[Natural language region descriptions]

* * * * * * * * *

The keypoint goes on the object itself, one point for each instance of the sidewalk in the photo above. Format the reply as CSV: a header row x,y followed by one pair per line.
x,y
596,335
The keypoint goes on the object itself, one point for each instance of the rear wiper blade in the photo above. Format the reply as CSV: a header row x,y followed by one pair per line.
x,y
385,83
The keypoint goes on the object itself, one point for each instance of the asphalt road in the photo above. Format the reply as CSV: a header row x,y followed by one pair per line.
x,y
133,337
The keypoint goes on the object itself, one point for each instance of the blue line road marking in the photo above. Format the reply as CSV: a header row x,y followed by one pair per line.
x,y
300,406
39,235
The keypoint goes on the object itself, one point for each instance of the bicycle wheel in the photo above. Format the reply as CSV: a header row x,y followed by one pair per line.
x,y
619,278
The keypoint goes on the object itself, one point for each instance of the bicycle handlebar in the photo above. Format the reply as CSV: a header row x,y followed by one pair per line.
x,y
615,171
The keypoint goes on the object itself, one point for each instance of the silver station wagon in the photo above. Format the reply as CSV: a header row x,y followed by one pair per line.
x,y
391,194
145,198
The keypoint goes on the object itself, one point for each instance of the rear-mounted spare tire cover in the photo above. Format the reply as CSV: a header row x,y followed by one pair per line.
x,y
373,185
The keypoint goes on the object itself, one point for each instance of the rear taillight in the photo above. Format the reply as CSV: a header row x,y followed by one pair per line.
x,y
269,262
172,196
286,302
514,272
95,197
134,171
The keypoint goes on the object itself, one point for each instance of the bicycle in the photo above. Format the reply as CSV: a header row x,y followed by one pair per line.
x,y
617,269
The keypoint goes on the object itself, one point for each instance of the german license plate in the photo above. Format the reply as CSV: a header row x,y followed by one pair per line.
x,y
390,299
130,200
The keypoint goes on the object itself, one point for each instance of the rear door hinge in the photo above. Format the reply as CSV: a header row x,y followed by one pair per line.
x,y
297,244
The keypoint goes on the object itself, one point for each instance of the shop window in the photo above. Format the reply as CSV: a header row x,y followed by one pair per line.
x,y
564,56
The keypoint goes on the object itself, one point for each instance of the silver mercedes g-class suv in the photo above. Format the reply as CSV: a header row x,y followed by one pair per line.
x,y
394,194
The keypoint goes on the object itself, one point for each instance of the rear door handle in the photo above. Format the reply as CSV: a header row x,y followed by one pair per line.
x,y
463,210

* * * * * * * * *

• _What you have to do_: Each entry is to be retyped exactly as it appears.

• _Solution to the exercise_:
The keypoint goes on the object itself, one point for each instance of the sidewalk in the photo above. Format the reply as CSV: a header row x,y followed by one pair per line.
x,y
596,335
The keypoint goes on the object itself, one point for each instance of the rear wiper blade in the photo above. Format the reply as CSV: a header row x,y followed by one pair per line.
x,y
385,83
The keypoint goes on the object itself, one point for each instance of the asphalt road in the photo above. Format the reply as CSV: a header row x,y followed by one pair per line.
x,y
133,337
The keypoint goes on the object itself, one point for each instance of the blue line road marking in the photo above. Format the reply as CSV: a header row x,y followed by one pair per line.
x,y
300,406
39,235
The keypoint goes on the object itself, one point for each instance of the bicycle wheel in the photo above. Format the reply as CSV: a header row x,y followed by one pair per line.
x,y
619,278
The keypoint goes on the object itself, one point for each instance of the bicycle handlebar in the photo above. Format the reply as CSV: a header row x,y followed by one pair per line.
x,y
615,171
The keypoint goes on the object itself, one point for each instance of the silver station wagon in the photo above. Format the reply as CSV: a header row x,y followed by one pair per line.
x,y
391,194
145,198
The keypoint goes on the object itself, one point for each instance of the rear-mounted spare tire cover in the photo above. Format the reply as CSV: a header row x,y followed by one pair per line.
x,y
373,185
The keypoint goes on the object itself, one point for each instance of the rear taillight in the photo above. Format the reply as CSV: a header row x,y followed by one pair per line.
x,y
269,262
172,196
286,302
514,272
95,197
134,171
The keypoint goes on the object itself, one point for each instance of the bicycle in the photo above. Format the reply as CSV: a header row x,y followed by one pair per line.
x,y
617,269
The keypoint goes on the object itself, one point for each instance of the german license plate in the photo above. Format the reply as CSV: a header row x,y followed by one pair per line.
x,y
390,299
130,200
The keypoint goes on the object itself, one point for each instance of the rear door hinge in the photo above. Format the reply as CSV: a header row x,y followed by one pair per line.
x,y
297,244
The keypoint goes on the object itself, one point for each instance of the shop window in the photo above. Format the reply as CSV: a header row x,y followed by one pair per line.
x,y
564,56
The keypoint goes on the object itself, one point for each instance of the silver mercedes g-class suv in the photo above. Format the reply as CSV: a header row x,y followed by one pair per line.
x,y
394,194
The keypoint goes on the object itself, one point for each instance of the rear door handle in the photo above. Format the reply as CSV: a header row x,y followed by one pair per line.
x,y
463,210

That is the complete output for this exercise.